Work required →
Repeat the material exactly as it appears.

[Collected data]
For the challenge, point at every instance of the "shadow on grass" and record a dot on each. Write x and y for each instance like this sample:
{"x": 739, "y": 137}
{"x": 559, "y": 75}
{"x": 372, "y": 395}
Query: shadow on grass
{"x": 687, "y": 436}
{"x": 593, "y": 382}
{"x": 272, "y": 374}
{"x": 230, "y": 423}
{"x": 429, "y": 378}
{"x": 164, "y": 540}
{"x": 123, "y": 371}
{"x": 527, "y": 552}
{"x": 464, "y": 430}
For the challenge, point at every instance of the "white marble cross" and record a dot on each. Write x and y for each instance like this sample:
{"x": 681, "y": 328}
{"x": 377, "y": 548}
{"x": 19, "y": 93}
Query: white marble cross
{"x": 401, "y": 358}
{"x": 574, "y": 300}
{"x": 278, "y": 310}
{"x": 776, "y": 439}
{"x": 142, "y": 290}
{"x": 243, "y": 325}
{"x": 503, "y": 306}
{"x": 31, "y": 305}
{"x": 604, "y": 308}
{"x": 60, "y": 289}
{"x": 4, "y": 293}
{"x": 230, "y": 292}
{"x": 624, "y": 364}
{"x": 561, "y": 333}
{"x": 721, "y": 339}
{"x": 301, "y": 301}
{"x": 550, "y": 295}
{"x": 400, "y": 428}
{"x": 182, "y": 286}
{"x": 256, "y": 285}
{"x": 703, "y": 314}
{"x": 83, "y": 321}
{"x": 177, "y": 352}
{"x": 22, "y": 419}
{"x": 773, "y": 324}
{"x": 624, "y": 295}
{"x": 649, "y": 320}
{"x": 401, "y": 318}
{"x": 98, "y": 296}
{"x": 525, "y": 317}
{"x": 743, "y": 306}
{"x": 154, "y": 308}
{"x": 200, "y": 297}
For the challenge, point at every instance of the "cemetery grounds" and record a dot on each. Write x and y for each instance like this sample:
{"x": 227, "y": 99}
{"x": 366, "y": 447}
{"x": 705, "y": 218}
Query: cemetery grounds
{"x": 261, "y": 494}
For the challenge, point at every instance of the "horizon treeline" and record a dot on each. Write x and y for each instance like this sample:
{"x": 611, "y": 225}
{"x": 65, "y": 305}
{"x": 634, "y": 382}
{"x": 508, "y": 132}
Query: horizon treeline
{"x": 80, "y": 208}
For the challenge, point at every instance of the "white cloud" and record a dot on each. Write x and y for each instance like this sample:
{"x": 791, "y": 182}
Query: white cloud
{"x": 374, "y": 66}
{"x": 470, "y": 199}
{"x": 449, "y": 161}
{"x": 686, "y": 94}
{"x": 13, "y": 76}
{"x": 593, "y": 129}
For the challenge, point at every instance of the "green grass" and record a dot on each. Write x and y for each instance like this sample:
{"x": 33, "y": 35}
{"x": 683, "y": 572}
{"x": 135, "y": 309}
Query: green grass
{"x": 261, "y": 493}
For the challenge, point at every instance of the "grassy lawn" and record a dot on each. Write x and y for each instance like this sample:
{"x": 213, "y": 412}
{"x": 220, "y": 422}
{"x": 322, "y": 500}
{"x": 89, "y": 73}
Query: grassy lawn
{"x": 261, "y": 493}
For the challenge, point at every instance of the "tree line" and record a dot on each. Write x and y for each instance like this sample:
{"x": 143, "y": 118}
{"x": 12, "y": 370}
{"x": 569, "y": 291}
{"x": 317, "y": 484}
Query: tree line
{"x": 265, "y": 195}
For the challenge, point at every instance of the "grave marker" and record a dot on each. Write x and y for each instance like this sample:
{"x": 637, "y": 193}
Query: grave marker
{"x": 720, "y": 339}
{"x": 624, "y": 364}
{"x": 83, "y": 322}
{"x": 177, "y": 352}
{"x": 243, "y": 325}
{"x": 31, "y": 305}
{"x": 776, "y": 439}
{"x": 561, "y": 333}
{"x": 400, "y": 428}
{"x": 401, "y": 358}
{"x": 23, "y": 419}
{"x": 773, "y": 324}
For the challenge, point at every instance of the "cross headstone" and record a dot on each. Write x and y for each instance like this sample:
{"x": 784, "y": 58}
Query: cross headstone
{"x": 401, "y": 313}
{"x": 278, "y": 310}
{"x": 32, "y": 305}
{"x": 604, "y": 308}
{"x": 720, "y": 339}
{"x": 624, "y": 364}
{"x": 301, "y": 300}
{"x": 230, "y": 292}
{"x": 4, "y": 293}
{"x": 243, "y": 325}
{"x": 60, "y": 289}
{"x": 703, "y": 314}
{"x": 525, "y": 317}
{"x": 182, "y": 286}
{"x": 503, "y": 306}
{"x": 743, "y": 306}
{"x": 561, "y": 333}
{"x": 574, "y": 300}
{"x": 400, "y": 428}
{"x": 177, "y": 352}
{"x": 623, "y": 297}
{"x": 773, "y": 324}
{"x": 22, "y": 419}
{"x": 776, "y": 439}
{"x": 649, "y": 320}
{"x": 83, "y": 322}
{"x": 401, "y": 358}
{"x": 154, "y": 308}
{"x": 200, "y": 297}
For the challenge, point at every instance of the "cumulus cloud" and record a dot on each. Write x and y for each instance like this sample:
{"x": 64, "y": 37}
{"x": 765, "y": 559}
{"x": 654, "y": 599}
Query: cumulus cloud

Result →
For the challenge, point at every instance of the "shadow on grass" and record a dot on each. Write x and y for each instance like this sample:
{"x": 739, "y": 137}
{"x": 559, "y": 75}
{"x": 372, "y": 395}
Query: shadow on grass
{"x": 687, "y": 436}
{"x": 593, "y": 382}
{"x": 272, "y": 374}
{"x": 230, "y": 423}
{"x": 429, "y": 378}
{"x": 164, "y": 540}
{"x": 123, "y": 371}
{"x": 527, "y": 552}
{"x": 464, "y": 430}
For the challenge, point at every instance of the "white marble cross" and record a dot on each. Write x and y for each instance like this sample:
{"x": 681, "y": 328}
{"x": 377, "y": 548}
{"x": 19, "y": 93}
Query: white marble cross
{"x": 401, "y": 358}
{"x": 574, "y": 300}
{"x": 278, "y": 310}
{"x": 776, "y": 439}
{"x": 142, "y": 290}
{"x": 243, "y": 325}
{"x": 503, "y": 306}
{"x": 31, "y": 305}
{"x": 604, "y": 308}
{"x": 60, "y": 289}
{"x": 4, "y": 293}
{"x": 230, "y": 292}
{"x": 624, "y": 364}
{"x": 561, "y": 333}
{"x": 721, "y": 339}
{"x": 301, "y": 301}
{"x": 550, "y": 295}
{"x": 400, "y": 428}
{"x": 182, "y": 286}
{"x": 256, "y": 285}
{"x": 703, "y": 314}
{"x": 83, "y": 321}
{"x": 177, "y": 352}
{"x": 22, "y": 419}
{"x": 773, "y": 324}
{"x": 624, "y": 295}
{"x": 649, "y": 320}
{"x": 401, "y": 318}
{"x": 98, "y": 296}
{"x": 525, "y": 317}
{"x": 743, "y": 306}
{"x": 154, "y": 308}
{"x": 200, "y": 297}
For the challenge, point at every instance of the "cemetery grounds" and record a dot on each. Write x and y for each instance like this sample:
{"x": 227, "y": 99}
{"x": 366, "y": 447}
{"x": 705, "y": 218}
Query: cemetery grounds
{"x": 261, "y": 494}
For the challenge, point at every instance of the "horizon treeline" and record a dot on each. Write x and y for each instance like this sample:
{"x": 611, "y": 225}
{"x": 65, "y": 305}
{"x": 634, "y": 382}
{"x": 508, "y": 132}
Query: horizon treeline
{"x": 80, "y": 208}
For the challenge, point at every instance of the "white cloud" and record a dot on each. Write x and y for each instance like this sample:
{"x": 791, "y": 182}
Query: white cloud
{"x": 374, "y": 66}
{"x": 470, "y": 199}
{"x": 449, "y": 161}
{"x": 686, "y": 94}
{"x": 13, "y": 76}
{"x": 593, "y": 129}
For the challenge, point at every instance of the "green grass" and record a dot on each. Write x and y for each instance like this sample:
{"x": 33, "y": 35}
{"x": 683, "y": 572}
{"x": 135, "y": 309}
Query: green grass
{"x": 261, "y": 493}
For the challenge, point at every instance of the "grassy lawn" and record a dot on each. Write x and y for each instance like this sample:
{"x": 213, "y": 412}
{"x": 220, "y": 422}
{"x": 322, "y": 500}
{"x": 89, "y": 73}
Query: grassy lawn
{"x": 261, "y": 493}
For the challenge, point at every instance of the "tree line" and record a dot on each. Write x and y for each instance like this sample:
{"x": 143, "y": 118}
{"x": 12, "y": 370}
{"x": 569, "y": 291}
{"x": 317, "y": 484}
Query: tree line
{"x": 265, "y": 195}
For the challenge, point at every instance of the "grave marker" and record a dot on each. Write x and y for each instance like this sample:
{"x": 637, "y": 193}
Query: grave marker
{"x": 720, "y": 339}
{"x": 624, "y": 364}
{"x": 83, "y": 322}
{"x": 177, "y": 352}
{"x": 243, "y": 325}
{"x": 31, "y": 305}
{"x": 776, "y": 439}
{"x": 561, "y": 333}
{"x": 400, "y": 428}
{"x": 401, "y": 358}
{"x": 23, "y": 419}
{"x": 773, "y": 324}
For the challenge, point at every instance of the "cross headstone" and record a dot on each. Write x and y for each instance like this sample:
{"x": 784, "y": 58}
Query: cross headstone
{"x": 401, "y": 313}
{"x": 278, "y": 310}
{"x": 32, "y": 305}
{"x": 604, "y": 308}
{"x": 720, "y": 339}
{"x": 624, "y": 364}
{"x": 301, "y": 300}
{"x": 230, "y": 292}
{"x": 4, "y": 293}
{"x": 243, "y": 325}
{"x": 60, "y": 289}
{"x": 703, "y": 314}
{"x": 525, "y": 317}
{"x": 182, "y": 286}
{"x": 503, "y": 306}
{"x": 743, "y": 306}
{"x": 561, "y": 333}
{"x": 574, "y": 300}
{"x": 400, "y": 428}
{"x": 177, "y": 352}
{"x": 623, "y": 297}
{"x": 773, "y": 324}
{"x": 22, "y": 419}
{"x": 776, "y": 439}
{"x": 649, "y": 320}
{"x": 83, "y": 322}
{"x": 401, "y": 358}
{"x": 154, "y": 308}
{"x": 200, "y": 297}
For the challenge, point at every instance of the "cumulus cloud" and record a dot on each. Write x and y for each instance like this sample:
{"x": 64, "y": 37}
{"x": 765, "y": 559}
{"x": 654, "y": 599}
Query: cumulus cloud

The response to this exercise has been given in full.